##### Study material #####

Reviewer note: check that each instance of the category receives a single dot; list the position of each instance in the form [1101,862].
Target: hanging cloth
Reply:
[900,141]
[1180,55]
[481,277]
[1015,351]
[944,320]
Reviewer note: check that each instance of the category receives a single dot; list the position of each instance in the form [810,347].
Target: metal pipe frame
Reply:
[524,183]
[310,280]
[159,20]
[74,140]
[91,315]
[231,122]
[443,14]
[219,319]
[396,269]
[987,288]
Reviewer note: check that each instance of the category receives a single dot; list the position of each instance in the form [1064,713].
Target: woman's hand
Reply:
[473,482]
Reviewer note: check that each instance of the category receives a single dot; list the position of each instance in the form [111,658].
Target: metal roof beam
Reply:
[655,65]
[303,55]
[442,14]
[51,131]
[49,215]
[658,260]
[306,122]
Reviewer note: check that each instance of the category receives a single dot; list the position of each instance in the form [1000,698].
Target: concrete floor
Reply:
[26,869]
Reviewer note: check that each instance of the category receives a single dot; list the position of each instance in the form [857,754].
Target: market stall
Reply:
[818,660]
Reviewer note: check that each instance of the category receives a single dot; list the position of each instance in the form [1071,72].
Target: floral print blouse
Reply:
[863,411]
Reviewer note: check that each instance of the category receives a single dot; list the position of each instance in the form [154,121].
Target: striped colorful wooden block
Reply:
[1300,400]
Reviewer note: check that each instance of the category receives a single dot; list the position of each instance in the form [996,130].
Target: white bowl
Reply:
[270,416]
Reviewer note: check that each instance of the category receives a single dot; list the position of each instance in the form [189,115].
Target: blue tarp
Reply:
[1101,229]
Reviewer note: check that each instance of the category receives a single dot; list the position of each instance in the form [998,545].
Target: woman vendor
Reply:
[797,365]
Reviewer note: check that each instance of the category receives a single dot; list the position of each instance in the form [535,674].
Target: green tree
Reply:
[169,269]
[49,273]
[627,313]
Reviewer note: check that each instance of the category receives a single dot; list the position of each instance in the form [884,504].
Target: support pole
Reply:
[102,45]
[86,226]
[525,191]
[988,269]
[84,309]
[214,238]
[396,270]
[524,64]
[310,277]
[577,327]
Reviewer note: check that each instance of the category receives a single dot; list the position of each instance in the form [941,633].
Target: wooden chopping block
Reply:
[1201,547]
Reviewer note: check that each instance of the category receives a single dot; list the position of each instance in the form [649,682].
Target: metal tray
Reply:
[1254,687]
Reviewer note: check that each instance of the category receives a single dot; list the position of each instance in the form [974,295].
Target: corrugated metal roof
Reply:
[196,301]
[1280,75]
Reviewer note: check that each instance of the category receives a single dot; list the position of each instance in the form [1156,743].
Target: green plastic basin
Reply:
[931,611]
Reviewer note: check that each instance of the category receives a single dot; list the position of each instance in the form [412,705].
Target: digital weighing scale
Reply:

#####

__Task instructions__:
Return, from the material above, every line with the word "roof".

__Expected output__:
Target: metal roof beam
Target: corrugated metal roof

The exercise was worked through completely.